== Texto selecionado

Por outro lado, o facto do Santo Padre encimar esta lista em particular ficará também na história da própria revista norte-americana, a qual é conhecida pelos seus outros inúmeros rankings – comummente citados por meio mundo – mas que pela primeira vez resolveu, de acordo com variados critérios, inaugurar mais uma categoria para eleger aqueles que “numa era em que existe fome de liderança, inspiram os outros, conferindo-lhes energia e tornando o mundo melhor”.


No editorial que acompanha a lista inaugural dos Maiores Líderes do Mundo, a Fortune explica o lugar de relevo do Papa Francisco da seguinte forma: “quando um reformador procede a mudanças progressivas numa determinada instituição e de uma forma tão enérgica em apenas um ano – e quando essa instituição tem mais de 2 mil anos e é a maior organização do mundo – é natural que desperte atenções, admiração e surpresa”. Este é o “motivo” encontrado pela revista para explicar o primeiro lugar do Papa Francisco nesta primeira edição de este novo ranking, em conjunto com o facto de o líder da Igreja Católica ter sido igualmente o que mais propostas de “voto” recebeu entre uma vasta lista de candidatos.


“Reformar o Banco do Vaticano, depois de vários escândalos associados ao mesmo, abanar a burocracia ‘autista’ que caracteriza o Vaticano e conferir um novo tom através do seu exemplo pessoal de modéstia e inclusão – isto é o que um grande líder faz”, pode ainda ler-se na revista, que garante que é este tipo de liderança que o mundo deseja e precisa desesperadamente.


Citando a ultima edição do Trust Barometer, da firma de comunicação Edelman, apenas 21% dos entrevistados, a nível global, afirmam confiar nos líderes no que respeita a estes tomarem “decisão éticas e morais”. Partindo deste dado, a Fortune foi à procura de líderes dos quais o mundo precisa e garante que encontrou conjuntos de indivíduos extraordinários, em todos os continentes e em todas as áreas – seja nos negócios, na política, no palco militar, na filantropia ou na religião. E se muitos deles são mundialmente famosos – como o Papa – outros existem de quem nunca ouvimos falar. Adicionalmente, e seguindo uma premissa militar - a de que não existe uma fórmula para a liderança – os editores da Fortune decidiram incluir, na sua lista de nomeados, líderes de organizações fortemente hierárquicas em conjunto com outros cujos seguidores não lhes devem nenhuma obrigação formal, mas que os elegem para deles receber inspiração e orientação. E é também de acordo com estes critérios que alguns dos nomeados são pessoas visionárias que inspiram os outros a segui-los para atingir um objectivo que só eles conseguem vislumbrar, como é o caso do CEO da Alibaba Jack Ma, (No. 16); ou o do CEO da Ford, Alan Mulally, (No. 3), por conseguir o enorme feito de resgatar instituições com problemas; ou treinadores desportivos que competem e ganham, sem esquecer empreendedores sociais que cooperam e oferecem soluções.

====
== Excerto de dados

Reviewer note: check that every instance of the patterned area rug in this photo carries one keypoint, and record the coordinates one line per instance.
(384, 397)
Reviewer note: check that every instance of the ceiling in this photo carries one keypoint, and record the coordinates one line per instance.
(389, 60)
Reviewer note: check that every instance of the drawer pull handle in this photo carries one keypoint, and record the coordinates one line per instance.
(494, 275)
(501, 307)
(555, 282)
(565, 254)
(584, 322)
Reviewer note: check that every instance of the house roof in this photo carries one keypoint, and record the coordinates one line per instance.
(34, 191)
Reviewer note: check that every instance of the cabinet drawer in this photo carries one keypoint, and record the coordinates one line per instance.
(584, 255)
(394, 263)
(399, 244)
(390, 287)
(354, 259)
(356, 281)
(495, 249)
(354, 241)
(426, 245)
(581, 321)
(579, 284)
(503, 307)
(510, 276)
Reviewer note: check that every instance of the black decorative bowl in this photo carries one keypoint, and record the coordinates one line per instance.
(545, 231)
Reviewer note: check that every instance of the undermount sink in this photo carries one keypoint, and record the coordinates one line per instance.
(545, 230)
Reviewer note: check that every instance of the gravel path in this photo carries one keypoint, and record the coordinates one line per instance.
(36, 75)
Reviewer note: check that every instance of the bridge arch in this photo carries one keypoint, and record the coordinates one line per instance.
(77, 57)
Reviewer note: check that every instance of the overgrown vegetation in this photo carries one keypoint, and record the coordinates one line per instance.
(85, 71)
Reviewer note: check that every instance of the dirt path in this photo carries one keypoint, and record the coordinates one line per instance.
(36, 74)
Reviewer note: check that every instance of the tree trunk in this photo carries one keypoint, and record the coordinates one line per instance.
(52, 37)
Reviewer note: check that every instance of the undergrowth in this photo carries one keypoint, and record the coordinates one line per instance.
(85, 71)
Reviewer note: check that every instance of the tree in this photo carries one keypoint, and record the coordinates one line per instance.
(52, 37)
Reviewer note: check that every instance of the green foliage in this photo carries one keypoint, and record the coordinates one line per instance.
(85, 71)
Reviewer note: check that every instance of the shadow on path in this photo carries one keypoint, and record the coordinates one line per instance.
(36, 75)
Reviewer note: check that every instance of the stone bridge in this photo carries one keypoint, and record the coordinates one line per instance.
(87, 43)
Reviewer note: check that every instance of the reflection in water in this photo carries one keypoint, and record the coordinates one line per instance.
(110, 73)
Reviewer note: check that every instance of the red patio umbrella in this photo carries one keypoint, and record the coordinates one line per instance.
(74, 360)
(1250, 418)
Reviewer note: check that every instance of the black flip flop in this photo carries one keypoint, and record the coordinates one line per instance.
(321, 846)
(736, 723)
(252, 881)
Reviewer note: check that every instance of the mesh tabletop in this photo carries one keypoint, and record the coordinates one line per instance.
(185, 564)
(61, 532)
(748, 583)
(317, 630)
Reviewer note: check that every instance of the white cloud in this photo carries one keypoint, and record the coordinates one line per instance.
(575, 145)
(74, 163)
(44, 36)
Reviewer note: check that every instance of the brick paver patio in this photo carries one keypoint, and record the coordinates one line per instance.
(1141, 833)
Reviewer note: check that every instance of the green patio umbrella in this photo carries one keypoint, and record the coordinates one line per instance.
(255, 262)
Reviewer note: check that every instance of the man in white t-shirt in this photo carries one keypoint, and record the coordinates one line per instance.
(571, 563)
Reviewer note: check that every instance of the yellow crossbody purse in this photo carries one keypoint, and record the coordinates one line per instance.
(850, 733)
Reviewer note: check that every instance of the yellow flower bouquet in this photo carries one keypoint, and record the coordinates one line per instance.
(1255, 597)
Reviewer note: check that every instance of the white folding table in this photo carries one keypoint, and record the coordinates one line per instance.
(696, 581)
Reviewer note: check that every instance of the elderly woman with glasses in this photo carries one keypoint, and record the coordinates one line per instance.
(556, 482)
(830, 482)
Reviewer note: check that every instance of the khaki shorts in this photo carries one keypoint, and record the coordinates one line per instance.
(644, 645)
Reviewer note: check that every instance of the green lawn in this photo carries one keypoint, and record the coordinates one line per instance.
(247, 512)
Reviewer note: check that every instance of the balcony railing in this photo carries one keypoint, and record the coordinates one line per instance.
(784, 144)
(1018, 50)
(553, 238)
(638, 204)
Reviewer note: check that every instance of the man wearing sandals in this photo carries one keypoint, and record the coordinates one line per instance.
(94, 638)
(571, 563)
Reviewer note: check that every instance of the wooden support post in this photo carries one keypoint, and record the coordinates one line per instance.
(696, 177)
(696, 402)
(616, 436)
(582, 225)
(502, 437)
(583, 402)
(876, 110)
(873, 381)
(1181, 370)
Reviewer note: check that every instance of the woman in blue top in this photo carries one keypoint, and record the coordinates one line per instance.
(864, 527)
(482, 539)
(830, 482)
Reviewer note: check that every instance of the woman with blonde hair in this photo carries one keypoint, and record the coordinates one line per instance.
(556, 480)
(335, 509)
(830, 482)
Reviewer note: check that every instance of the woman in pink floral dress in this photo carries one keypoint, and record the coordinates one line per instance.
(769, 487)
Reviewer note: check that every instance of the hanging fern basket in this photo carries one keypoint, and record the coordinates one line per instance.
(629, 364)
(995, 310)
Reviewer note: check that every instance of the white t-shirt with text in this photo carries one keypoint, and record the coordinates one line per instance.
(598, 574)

====

- **Tarefas**:
1. Indique se cada afirmação concorda com o texto sobre a lista da Fortune, respondendo sim ou não e citando literalmente as palavras do texto que o decidem: (a) A Fortune elegeu os Maiores Líderes do Mundo pela primeira vez. (b) Segundo o Trust Barometer, a maioria dos entrevistados confia nos líderes para tomarem decisões éticas e morais. (c) Alan Mulally, CEO da Ford, ocupa o n.º 3 da lista.
2. Devolva, do texto sobre a lista da Fortune, todo o trecho desde "No editorial que" até "lista de candidatos.", sem qualquer alteração.

- **Respostas**:
1.
(a) Sim: "a lista inaugural dos Maiores Líderes do Mundo"
(b) Não: "apenas 21% dos entrevistados, a nível global, afirmam confiar nos líderes"
(c) Sim: "o do CEO da Ford, Alan Mulally, (No. 3)"

2.
No editorial que acompanha a lista inaugural dos Maiores Líderes do Mundo, a Fortune explica o lugar de relevo do Papa Francisco da seguinte forma: “quando um reformador procede a mudanças progressivas numa determinada instituição e de uma forma tão enérgica em apenas um ano – e quando essa instituição tem mais de 2 mil anos e é a maior organização do mundo – é natural que desperte atenções, admiração e surpresa”. Este é o “motivo” encontrado pela revista para explicar o primeiro lugar do Papa Francisco nesta primeira edição de este novo ranking, em conjunto com o facto de o líder da Igreja Católica ter sido igualmente o que mais propostas de “voto” recebeu entre uma vasta lista de candidatos.